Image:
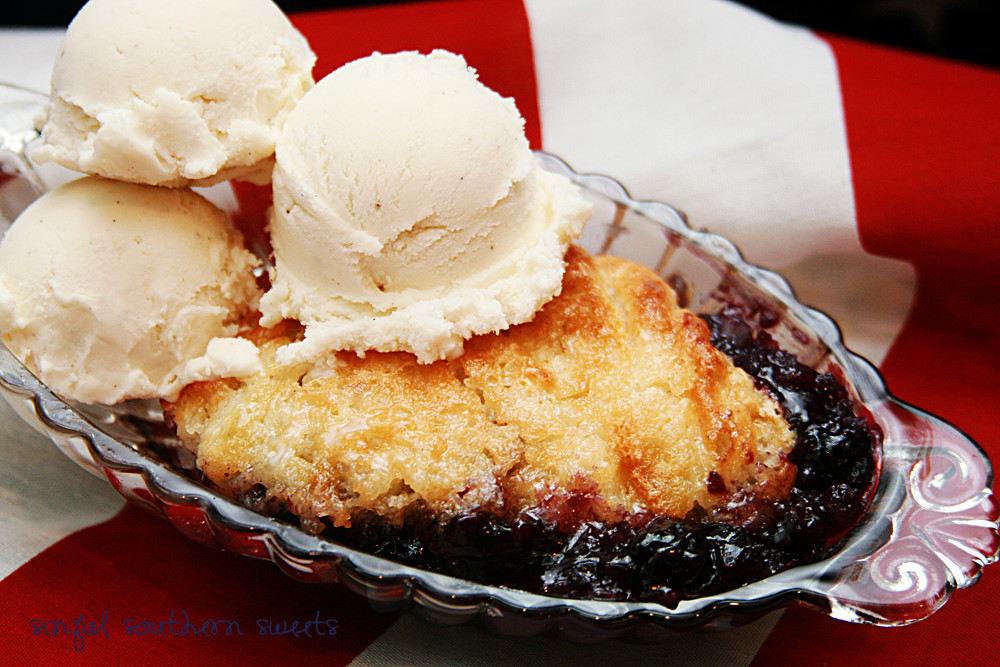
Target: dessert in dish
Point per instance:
(606, 448)
(409, 212)
(444, 381)
(188, 92)
(112, 291)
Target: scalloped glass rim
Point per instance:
(931, 528)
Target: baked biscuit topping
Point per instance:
(610, 391)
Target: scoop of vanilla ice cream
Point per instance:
(186, 92)
(409, 212)
(112, 290)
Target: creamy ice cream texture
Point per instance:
(111, 291)
(186, 92)
(409, 212)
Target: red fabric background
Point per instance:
(924, 142)
(137, 566)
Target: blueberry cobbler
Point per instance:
(617, 446)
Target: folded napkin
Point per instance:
(869, 176)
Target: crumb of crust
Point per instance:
(611, 392)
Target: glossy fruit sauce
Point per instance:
(655, 559)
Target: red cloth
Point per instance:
(925, 154)
(923, 142)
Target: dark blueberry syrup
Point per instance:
(659, 559)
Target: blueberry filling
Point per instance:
(656, 559)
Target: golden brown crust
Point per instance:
(611, 390)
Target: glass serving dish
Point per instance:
(931, 527)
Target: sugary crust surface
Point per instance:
(611, 392)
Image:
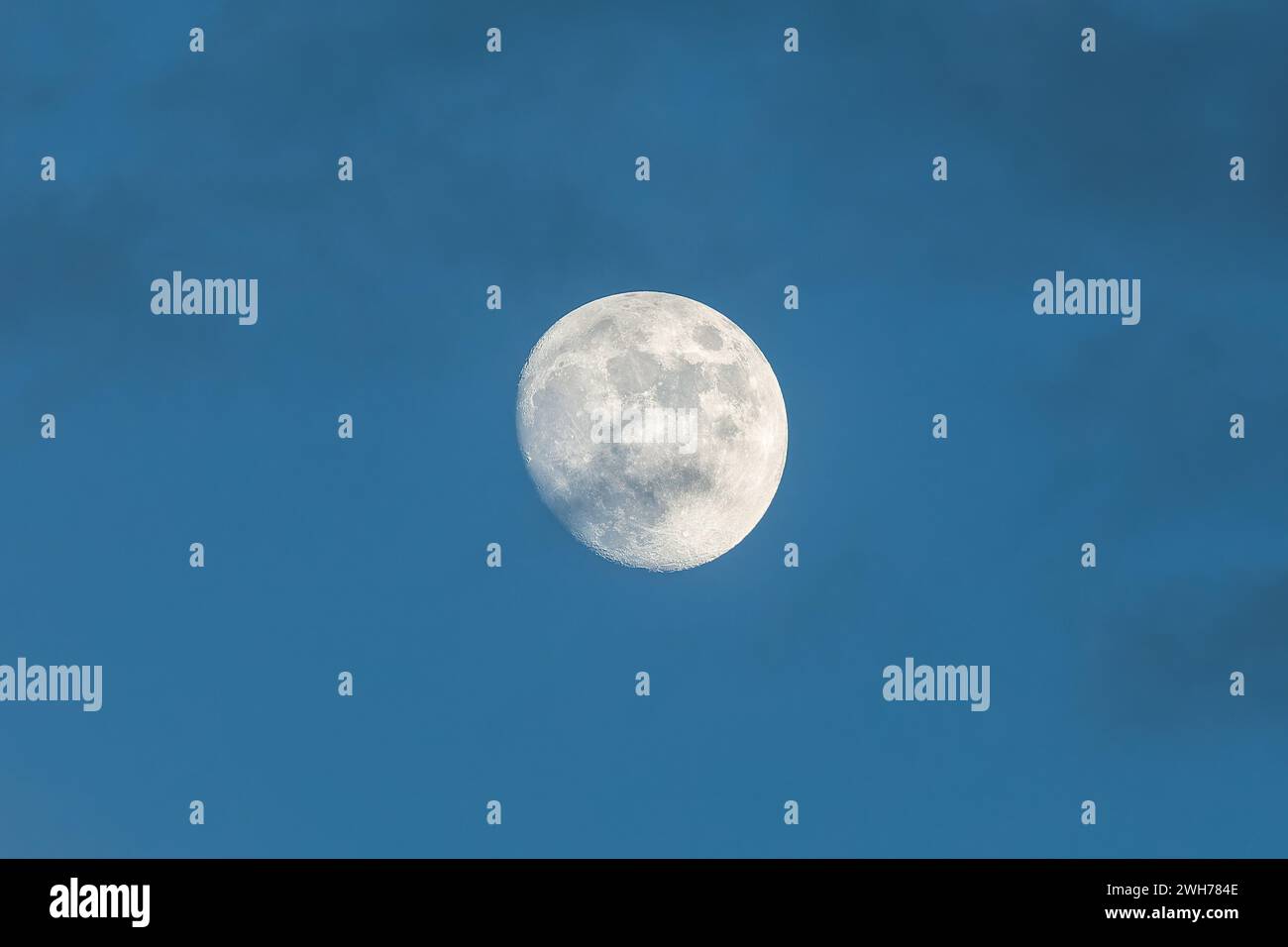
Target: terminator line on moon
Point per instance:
(652, 504)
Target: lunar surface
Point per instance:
(653, 428)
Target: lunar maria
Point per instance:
(706, 386)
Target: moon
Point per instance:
(653, 428)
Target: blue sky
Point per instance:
(518, 684)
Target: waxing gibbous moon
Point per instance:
(653, 428)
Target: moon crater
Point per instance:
(653, 428)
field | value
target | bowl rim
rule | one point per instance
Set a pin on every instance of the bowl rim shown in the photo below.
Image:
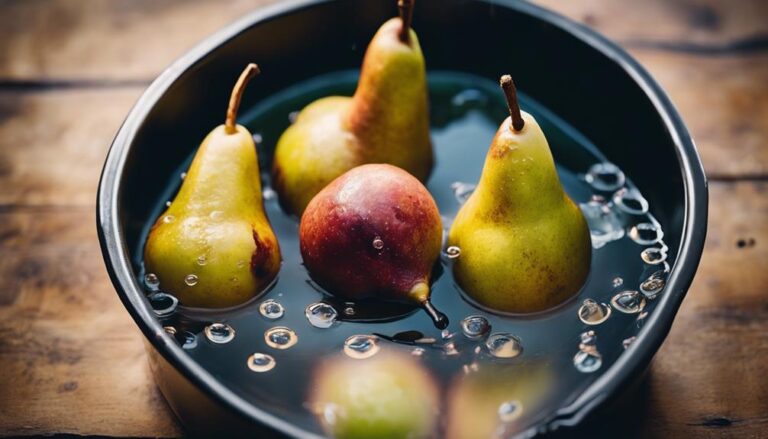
(622, 372)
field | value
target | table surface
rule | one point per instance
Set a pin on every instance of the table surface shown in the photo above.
(71, 360)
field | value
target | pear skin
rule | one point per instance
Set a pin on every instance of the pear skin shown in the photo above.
(214, 247)
(374, 232)
(525, 245)
(386, 121)
(387, 396)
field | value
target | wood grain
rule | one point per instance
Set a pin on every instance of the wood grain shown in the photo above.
(72, 361)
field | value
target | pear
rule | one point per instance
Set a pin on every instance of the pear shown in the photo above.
(374, 232)
(525, 245)
(387, 396)
(214, 247)
(386, 121)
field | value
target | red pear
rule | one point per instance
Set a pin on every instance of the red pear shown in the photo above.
(374, 232)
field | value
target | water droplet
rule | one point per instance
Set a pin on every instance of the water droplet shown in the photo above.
(469, 98)
(268, 194)
(462, 191)
(653, 255)
(646, 233)
(361, 346)
(321, 315)
(271, 309)
(219, 333)
(261, 362)
(630, 201)
(503, 345)
(163, 304)
(604, 224)
(509, 411)
(450, 349)
(151, 281)
(652, 286)
(587, 361)
(475, 327)
(628, 302)
(593, 313)
(605, 177)
(453, 252)
(280, 337)
(588, 340)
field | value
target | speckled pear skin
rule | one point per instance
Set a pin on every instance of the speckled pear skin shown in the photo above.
(219, 215)
(388, 396)
(339, 226)
(386, 121)
(525, 245)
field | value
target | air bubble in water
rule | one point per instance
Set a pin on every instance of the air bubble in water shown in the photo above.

◆ ◆ ◆

DESCRIPTION OF THE TASK =>
Print out the material word for word, omitting the pictures.

RESULT FOR THIS EXERCISE =>
Image:
Target: dessert in dish
Point per instance:
(606, 448)
(409, 212)
(444, 381)
(188, 92)
(112, 291)
Target: scalloped glass rim
Point per instance:
(931, 528)
Target: baked biscuit topping
Point per instance:
(610, 391)
Target: scoop of vanilla ice cream
Point per instance:
(186, 92)
(409, 212)
(112, 290)
Target: creamy ice cream texture
Point per instance:
(111, 291)
(186, 92)
(409, 212)
Target: red fabric background
Point per instance:
(924, 142)
(137, 566)
Target: blueberry cobbler
Point per instance:
(617, 446)
Target: folded napkin
Point per instance:
(869, 176)
Target: crumb of crust
Point per instance:
(611, 392)
Target: glossy fruit sauce
Point per instance:
(655, 559)
Target: red cloth
Point per instance:
(925, 154)
(923, 142)
Target: dark blueberry syrup
Point per instance:
(659, 559)
Target: blueberry filling
Point per instance:
(656, 559)
Target: golden brown crust
Point per instance:
(611, 390)
Target: glass serving dish
Point per instance:
(931, 527)
Target: sugary crust surface
Point per instance:
(611, 392)
Image:
Target: terminator line on moon
Point per instance:
(652, 504)
Target: lunar surface
Point per instance:
(653, 428)
Target: lunar maria
Point per instance:
(706, 386)
Target: moon
Point per instance:
(653, 428)
Target: blue sky
Point per instance:
(518, 684)
Target: waxing gibbous moon
Point per instance:
(653, 428)
Target: moon crater
Point per instance:
(653, 428)
field | value
target | bowl rim
rule | one point per instance
Set a pin on every instance of the bowl rim shown in the photo below.
Image:
(622, 372)
field | value
target | table surface
rule | one point per instance
Set a pin on every instance of the table surface shown in the photo above.
(71, 360)
field | value
target | pear skin
rule | one point per instance
Set a pin on every instance of the pear skin shown in the photo above.
(214, 247)
(374, 232)
(525, 245)
(386, 121)
(387, 396)
field | value
target | wood grain
rule | one point per instance
Set a pin on every instance of the wood grain shown in the photo above.
(72, 361)
field | value
target | pear
rule | one point per instance
Set a pin on every instance of the pear shown in the photo above.
(374, 232)
(525, 245)
(387, 396)
(214, 247)
(386, 121)
field | value
target | red pear
rule | one point per instance
Set a pin on every instance of the red pear shown in the photo above.
(374, 232)
field | value
target | water droplet
rule | one point per instance
Set a pin on every instance of the water droplet shown in the photo above.
(469, 98)
(268, 194)
(462, 191)
(653, 255)
(646, 233)
(361, 346)
(321, 315)
(271, 309)
(219, 333)
(261, 362)
(630, 201)
(503, 345)
(163, 304)
(604, 224)
(509, 411)
(450, 349)
(151, 281)
(652, 286)
(587, 361)
(475, 327)
(628, 302)
(593, 313)
(605, 177)
(453, 252)
(280, 337)
(588, 340)
field | value
target | speckled pear skin
rule | one point per instance
Set a pin on every instance of the speckled pear skin shown in the photo above.
(219, 215)
(388, 396)
(339, 226)
(386, 121)
(525, 245)
field | value
target | air bubble in water
rule | one point per instance
Set a pin on every instance of the air bubble in water shown in the photo above.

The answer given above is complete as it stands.